Problem requirements
Find "of the large" in the data, then restate the line it sits in and every later line word for word, ending with the last line.
'''
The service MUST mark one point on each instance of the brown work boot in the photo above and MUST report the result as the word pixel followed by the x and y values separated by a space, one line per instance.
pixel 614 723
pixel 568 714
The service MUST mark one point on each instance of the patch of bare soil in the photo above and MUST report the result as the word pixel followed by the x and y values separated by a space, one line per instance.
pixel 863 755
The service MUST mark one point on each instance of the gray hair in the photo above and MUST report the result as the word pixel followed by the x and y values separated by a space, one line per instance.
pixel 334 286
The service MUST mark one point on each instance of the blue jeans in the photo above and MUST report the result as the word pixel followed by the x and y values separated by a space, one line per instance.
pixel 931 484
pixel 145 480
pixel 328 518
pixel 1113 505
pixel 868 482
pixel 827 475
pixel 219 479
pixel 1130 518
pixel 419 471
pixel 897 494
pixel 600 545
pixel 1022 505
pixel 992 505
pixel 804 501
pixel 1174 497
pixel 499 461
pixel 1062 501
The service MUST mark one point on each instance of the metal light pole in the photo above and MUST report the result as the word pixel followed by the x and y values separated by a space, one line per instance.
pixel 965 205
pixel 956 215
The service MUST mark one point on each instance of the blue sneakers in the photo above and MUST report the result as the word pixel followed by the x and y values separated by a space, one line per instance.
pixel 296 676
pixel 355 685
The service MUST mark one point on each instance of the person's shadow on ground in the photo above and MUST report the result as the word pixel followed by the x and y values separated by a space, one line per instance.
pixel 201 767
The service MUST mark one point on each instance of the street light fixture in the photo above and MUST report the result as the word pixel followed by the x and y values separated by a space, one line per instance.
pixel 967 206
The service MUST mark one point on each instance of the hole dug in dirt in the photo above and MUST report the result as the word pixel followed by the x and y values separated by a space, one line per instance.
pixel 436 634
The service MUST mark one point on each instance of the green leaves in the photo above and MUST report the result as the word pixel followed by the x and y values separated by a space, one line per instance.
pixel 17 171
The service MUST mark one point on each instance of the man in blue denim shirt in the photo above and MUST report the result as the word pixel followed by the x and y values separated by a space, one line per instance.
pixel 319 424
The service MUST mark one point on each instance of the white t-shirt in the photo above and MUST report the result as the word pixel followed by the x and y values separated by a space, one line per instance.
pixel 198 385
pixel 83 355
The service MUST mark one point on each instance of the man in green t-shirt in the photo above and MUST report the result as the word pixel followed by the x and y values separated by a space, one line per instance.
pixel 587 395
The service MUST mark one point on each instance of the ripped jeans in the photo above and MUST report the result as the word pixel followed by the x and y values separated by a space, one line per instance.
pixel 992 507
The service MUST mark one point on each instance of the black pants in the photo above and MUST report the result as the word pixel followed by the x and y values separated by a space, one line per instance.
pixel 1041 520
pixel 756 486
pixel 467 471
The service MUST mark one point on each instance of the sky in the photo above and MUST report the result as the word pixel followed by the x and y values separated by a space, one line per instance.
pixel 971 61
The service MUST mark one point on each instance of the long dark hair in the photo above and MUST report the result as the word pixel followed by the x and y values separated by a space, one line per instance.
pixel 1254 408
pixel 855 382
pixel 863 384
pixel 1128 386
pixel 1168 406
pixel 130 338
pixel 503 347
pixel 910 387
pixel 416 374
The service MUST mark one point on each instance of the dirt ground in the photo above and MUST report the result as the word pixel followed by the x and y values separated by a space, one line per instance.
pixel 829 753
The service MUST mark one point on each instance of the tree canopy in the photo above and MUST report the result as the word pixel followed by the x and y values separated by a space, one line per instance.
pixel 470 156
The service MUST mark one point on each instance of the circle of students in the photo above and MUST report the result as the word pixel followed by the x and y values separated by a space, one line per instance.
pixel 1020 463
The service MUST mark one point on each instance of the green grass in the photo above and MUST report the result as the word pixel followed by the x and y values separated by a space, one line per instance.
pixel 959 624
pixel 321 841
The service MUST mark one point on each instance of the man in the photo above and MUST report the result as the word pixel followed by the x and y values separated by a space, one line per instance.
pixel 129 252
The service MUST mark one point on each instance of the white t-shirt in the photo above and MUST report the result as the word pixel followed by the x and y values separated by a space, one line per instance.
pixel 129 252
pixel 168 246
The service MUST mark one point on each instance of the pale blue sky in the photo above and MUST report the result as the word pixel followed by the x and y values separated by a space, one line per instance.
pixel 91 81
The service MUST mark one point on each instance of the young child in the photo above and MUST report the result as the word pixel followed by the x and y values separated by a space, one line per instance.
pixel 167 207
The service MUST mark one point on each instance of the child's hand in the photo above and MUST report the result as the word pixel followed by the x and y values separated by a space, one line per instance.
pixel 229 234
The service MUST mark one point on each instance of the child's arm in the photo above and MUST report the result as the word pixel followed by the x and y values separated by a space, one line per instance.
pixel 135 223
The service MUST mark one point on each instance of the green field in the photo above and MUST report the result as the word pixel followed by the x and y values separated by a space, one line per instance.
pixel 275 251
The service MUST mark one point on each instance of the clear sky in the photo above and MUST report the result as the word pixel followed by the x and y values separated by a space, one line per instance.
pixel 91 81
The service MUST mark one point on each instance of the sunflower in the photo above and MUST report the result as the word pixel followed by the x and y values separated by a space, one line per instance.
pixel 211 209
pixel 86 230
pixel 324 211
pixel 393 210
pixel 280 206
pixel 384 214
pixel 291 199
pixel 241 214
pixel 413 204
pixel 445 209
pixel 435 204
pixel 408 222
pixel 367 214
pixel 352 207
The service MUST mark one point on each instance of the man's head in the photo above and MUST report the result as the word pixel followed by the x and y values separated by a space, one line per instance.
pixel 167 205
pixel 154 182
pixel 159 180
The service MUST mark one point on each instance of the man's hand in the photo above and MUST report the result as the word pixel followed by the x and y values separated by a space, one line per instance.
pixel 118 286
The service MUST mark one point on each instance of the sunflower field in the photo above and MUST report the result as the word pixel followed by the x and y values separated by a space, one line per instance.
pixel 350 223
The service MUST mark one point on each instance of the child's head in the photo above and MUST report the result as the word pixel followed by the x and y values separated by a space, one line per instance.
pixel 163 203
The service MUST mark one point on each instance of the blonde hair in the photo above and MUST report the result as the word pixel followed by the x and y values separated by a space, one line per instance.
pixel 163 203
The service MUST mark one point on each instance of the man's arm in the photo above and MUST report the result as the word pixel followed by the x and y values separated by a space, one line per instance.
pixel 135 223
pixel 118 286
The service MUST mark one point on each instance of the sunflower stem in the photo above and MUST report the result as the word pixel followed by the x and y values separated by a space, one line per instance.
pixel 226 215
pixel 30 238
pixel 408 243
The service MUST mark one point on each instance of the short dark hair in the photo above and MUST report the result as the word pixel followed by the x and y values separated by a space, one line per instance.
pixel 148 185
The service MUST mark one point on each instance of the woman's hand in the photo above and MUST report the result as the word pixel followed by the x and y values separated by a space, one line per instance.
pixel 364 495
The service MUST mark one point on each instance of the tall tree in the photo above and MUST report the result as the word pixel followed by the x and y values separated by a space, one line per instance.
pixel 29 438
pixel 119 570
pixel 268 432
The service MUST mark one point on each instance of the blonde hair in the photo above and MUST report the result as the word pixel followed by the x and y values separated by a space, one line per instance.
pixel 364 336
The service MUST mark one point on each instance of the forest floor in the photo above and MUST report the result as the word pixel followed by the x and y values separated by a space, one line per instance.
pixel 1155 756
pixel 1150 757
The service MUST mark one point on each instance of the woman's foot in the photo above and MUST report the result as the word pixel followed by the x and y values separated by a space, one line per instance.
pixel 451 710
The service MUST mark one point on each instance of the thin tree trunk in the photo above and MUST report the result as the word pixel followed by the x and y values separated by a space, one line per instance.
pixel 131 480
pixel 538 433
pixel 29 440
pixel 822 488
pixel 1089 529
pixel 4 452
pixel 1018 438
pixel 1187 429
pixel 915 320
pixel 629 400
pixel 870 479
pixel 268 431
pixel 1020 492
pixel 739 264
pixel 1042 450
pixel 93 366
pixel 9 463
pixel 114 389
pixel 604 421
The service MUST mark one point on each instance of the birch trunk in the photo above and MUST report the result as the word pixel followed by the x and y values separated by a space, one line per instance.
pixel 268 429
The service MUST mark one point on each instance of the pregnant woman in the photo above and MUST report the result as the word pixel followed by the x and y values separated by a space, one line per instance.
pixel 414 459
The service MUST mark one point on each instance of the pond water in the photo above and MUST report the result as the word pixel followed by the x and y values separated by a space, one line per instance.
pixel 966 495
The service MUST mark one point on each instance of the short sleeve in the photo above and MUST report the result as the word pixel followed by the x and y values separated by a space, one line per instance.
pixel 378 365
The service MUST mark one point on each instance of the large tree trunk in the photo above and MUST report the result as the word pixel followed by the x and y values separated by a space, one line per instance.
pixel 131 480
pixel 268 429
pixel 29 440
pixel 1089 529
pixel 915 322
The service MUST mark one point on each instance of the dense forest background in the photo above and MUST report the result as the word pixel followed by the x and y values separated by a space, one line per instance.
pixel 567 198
'''
Solution below
The service MUST mark one point on each instance of the large tree trunk in the photo above and MUST report the result as the word pixel followed by the x and y values separated by a space, one line per instance.
pixel 131 480
pixel 268 429
pixel 29 440
pixel 1089 529
pixel 915 322
The service MUST mark one point on each instance of the dense forest background in the photo above and MUST report the result as the word pixel followed by the x and y values separated by a space, one line per instance.
pixel 567 198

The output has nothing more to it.